__Sección del documento__:
Hace cinco años me embarqué en Mediacrest, una productora que nacía en plena explosión de las plataformas, como testigos de la mayor revolución audiovisual que se recuerda. Desde entonces he leído análisis aquí, en Estados Unidos y en medio planeta sobre lo que va a ocurrir o lo que estaba sucediendo ya. Desde los agoreros de “es el fin de la tele” a los de “las plataformas acabarán haciendo la tele de toda la vida”, una amplia panoplia de posibilidades se abría ante nuestro arranque.
Promesas de revolución tecnológica, cambios de paradigma radicales, experimentos para el público que nos llevaban a recordar aquello de “Elige tu propia aventura”, el mundo en tu mando… y esta semana veo que Netflix “estrena” la mítica serie Médico de familia. No llevo mucho en el mundo del audiovisual, vengo de contar historias desde el periodismo, pero cuanto más aprendo de esta mi vida actual más confuso me siento, menos intuyo por dónde van los tiros o hacia dónde camina esa pequeña pantalla en la que veía a Mayra Gómez Kemp, a Ramón Trecet y, claro está, a Emilio Aragón, y en la que ahora tengo todos los universos posibles.
Entre dimes y diretes sobre qué será de la televisión, uno se va dando cuenta de que la magia de este mundo no está en estrategias ni en adivinaciones. Solo está en un sitio: en las personas, en el talento de unas mentes capaces de llevarnos a lugares únicos, a reír, a llorar, a emocionarnos. Cada vez que veo a los equipos creativos trabajar me doy cuenta de que estoy en un lugar privilegiado y de que si apostamos por el talento, todo lo demás viene dado, porque es desde las personas como llegamos a esas otras personas que encienden su pantalla en busca de una sola cosa: disfrutar.

__Datos de localización de puntos__:
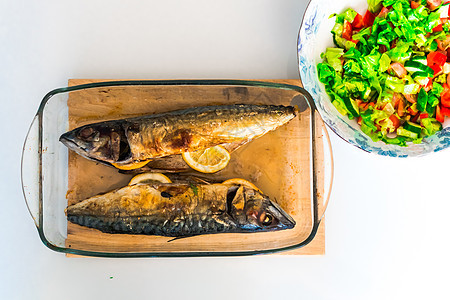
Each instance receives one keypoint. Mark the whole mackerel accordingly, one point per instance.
(128, 142)
(180, 210)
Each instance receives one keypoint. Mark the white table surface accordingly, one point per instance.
(387, 226)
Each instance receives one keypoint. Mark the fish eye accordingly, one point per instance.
(86, 132)
(266, 219)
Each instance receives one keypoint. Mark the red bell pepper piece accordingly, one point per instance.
(347, 31)
(401, 108)
(358, 22)
(436, 69)
(439, 115)
(445, 111)
(359, 120)
(368, 19)
(414, 4)
(433, 4)
(438, 28)
(395, 121)
(436, 58)
(445, 98)
(398, 69)
(429, 85)
(410, 98)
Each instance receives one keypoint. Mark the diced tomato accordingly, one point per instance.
(395, 121)
(438, 28)
(368, 19)
(401, 108)
(383, 12)
(363, 105)
(399, 70)
(440, 46)
(347, 31)
(415, 4)
(439, 115)
(436, 58)
(445, 98)
(394, 43)
(433, 4)
(395, 100)
(382, 49)
(410, 98)
(358, 22)
(445, 111)
(436, 69)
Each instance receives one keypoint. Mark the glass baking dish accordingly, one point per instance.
(284, 164)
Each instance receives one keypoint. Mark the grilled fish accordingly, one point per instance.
(180, 210)
(130, 142)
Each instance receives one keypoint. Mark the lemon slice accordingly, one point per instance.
(149, 177)
(209, 160)
(131, 166)
(241, 181)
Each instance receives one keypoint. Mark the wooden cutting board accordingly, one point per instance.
(81, 111)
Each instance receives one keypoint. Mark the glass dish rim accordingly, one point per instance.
(193, 82)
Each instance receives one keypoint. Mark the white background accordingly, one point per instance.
(387, 226)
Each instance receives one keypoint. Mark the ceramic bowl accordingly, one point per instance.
(314, 38)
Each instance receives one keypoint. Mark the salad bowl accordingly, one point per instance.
(314, 37)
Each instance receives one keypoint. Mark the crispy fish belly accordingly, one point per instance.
(134, 140)
(180, 210)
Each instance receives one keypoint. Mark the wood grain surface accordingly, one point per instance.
(290, 143)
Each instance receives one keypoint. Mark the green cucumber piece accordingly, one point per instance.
(414, 67)
(420, 59)
(352, 107)
(406, 133)
(416, 128)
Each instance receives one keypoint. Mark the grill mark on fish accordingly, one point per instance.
(138, 139)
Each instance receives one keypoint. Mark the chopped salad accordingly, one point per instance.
(390, 68)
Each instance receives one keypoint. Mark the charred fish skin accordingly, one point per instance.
(138, 139)
(180, 210)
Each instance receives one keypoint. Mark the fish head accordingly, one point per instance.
(101, 142)
(254, 211)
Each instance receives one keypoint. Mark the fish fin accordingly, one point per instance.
(181, 237)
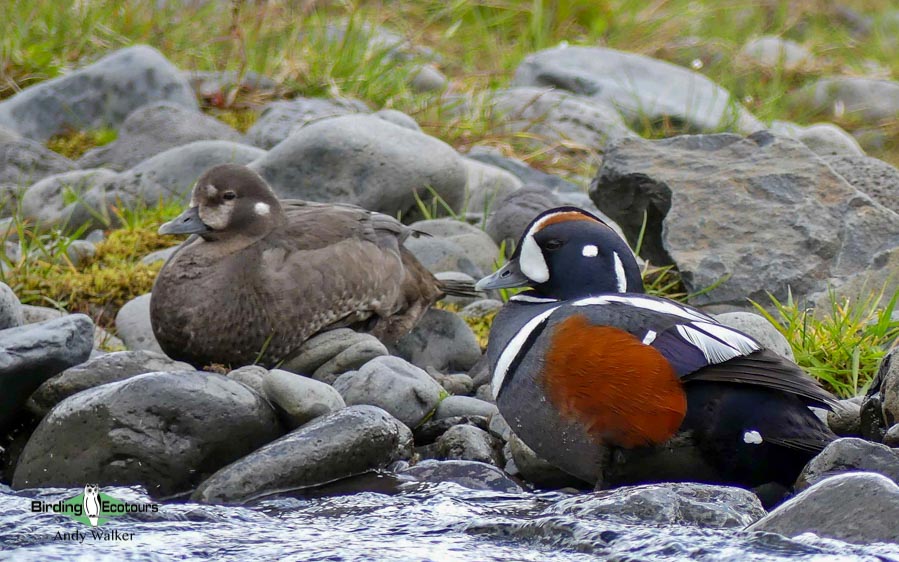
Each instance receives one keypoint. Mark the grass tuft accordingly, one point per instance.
(840, 344)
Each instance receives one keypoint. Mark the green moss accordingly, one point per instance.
(74, 144)
(240, 119)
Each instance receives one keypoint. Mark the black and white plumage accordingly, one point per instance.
(580, 370)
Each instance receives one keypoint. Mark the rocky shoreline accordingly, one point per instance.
(779, 210)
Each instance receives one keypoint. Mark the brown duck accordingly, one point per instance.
(260, 275)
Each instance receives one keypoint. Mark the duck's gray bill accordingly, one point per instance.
(187, 222)
(507, 276)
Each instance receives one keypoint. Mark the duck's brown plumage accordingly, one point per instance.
(257, 287)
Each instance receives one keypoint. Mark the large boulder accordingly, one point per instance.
(165, 431)
(341, 444)
(856, 507)
(850, 455)
(557, 117)
(763, 212)
(33, 353)
(100, 95)
(403, 390)
(641, 88)
(155, 128)
(365, 160)
(282, 118)
(106, 368)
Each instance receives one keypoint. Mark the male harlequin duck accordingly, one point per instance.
(587, 369)
(260, 276)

__Enunciado__: Determine si cada una de las siguientes afirmaciones concuerda con el texto sobre la televisión, respondiendo sí o no y citando textualmente las palabras que lo deciden: (a) quien escribe procede del periodismo; (b) quien escribe lleva muchos años en el mundo audiovisual; (c) la magia de este mundo reside en las estrategias. Las líneas constituyen un material independiente del texto sobre la televisión.

__Respuesta final__:
(a) Sí: «vengo de contar historias desde el periodismo».
(b) No: «No llevo mucho en el mundo del audiovisual».
(c) No: «la magia de este mundo no está en estrategias ni en adivinaciones».